== Yapılacaklar ==
1/ İbrahimbekov üzerine yazıya göre aşağıdaki soruları cevaplayın.
(a) Yazarın çok iyi diyalog yazması hangi tecrübesinden gelen bir alışkanlığa bağlanıyor?
(b) Güneş Yanığı filmine bir duygu katıp filmin "aura"sını oluşturan kimdir?
(c) Müzik Dersi hikâyesinden örnek olarak hangi unsur gösteriliyor?
2/ İbrahimbekov üzerine yazıyı son cümlesinden sonra ele alıp devam ettirin.

== Metin Parçası ==
İbrahimbekov, seyircisini, okuyucusunu şaşırtmayı seviyor.
Bu, oyunlarında sürprizli gelişmelerin de nedeni. Arkadaş Arıyorum’da da böyle bir şey var. Yazar,
senaryo yazarlığı tecrübesinden gelen bir alışkanlıkla çok iyi diyalog yazıyor.
Ama piyes, senaryo gibi kopuk ve ayrı sahnelerden oluşmuyor, sürekli bir akış içinde.
Sahnelemede budama yapıldığı ve bazı sahnelerin yeri değiştirildiği için bu
husus yeterince anlaşılmıyor. Güneş Yanığı filmindeki küçük kızın filme kattığı
bir duygu var, filmin “aura”sını oluşturuyor. Arkadaş Arıyorum’un hayâl
karakterleri de piyesin duygusunu yaratıyor “aura”sını oluşturuyor. Ben rejide
o “aura”yı eksik buldum. Yazar gerçek ile
hayâl arasında gidip gelmeyi seviyor. Piyesteki
hayâli karakterler, filmdeki ateş topu, Müzik Dersi hikâyesindeki ortadan
kaybolan baba bu düşüncelerime örnek olarak göstereceğim hususlar.

== Çıkarılan Bilgiler ==
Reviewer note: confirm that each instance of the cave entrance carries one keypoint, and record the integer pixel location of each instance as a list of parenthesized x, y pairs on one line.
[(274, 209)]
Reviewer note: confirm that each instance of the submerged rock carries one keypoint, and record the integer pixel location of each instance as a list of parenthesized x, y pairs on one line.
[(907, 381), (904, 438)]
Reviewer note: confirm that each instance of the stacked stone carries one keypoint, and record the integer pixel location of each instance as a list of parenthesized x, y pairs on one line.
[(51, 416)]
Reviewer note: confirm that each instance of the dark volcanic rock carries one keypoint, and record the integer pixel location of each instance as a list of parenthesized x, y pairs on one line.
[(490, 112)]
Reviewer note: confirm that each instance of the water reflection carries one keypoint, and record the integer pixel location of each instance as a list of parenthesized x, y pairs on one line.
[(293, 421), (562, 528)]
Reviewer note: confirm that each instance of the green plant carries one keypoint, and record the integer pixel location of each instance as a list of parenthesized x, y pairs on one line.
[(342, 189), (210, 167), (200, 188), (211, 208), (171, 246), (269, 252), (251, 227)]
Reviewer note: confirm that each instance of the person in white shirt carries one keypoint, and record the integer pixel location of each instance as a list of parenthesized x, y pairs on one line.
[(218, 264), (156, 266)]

== Görevlerin Cevapları ==
1/
(a) Senaryo yazarlığı tecrübesinden gelen bir alışkanlığa.
(b) Filmdeki küçük kız.
(c) Ortadan kaybolan baba.

2/
Piyesin yazılış tarihi 2001. Güneş Yanığı ise 1994 tarihli.
Ama iki metinde de benzer duygular var. Yüzleşme, itiraf,
pişmanlık, ödeşme, hesaplaşma , iki yüzlülük duyguları filmde olduğu gibi piyesteki yapının da temel taşları. Her iki eserde de
Tramifov’un anılması Çehov’a bir saygı duruşu sanki. İbrahimbekov’un oyunlarında
Çehov’u anımsamaktan kaçamıyor insan. Aile önemli bir kavram yazar için. Fare,
fare kapanı sıklıkla kullandığı bir metafor. Yazarın Fare isimli bir oyunu da
var. Arkadaş Arıyorum’da Adam’ın tez konusu farelerle insanların
davranışlarını karşılaştırmak. Fare kapanı sıkışmışlık temasının piyesin içine
sızması gibi, alttan alta o duygu sızıyor. Filmde iki erkek bir kadın, piyeste ise iki
erkek iki kadın arasında aşk var. Bu anlamda piyes dört ayak üstünde daha
dengelenmiş gibi. Piyesteki iki karakter(bir erkek ve bir kadın) gerçek, diğer iki
karakter hayâli.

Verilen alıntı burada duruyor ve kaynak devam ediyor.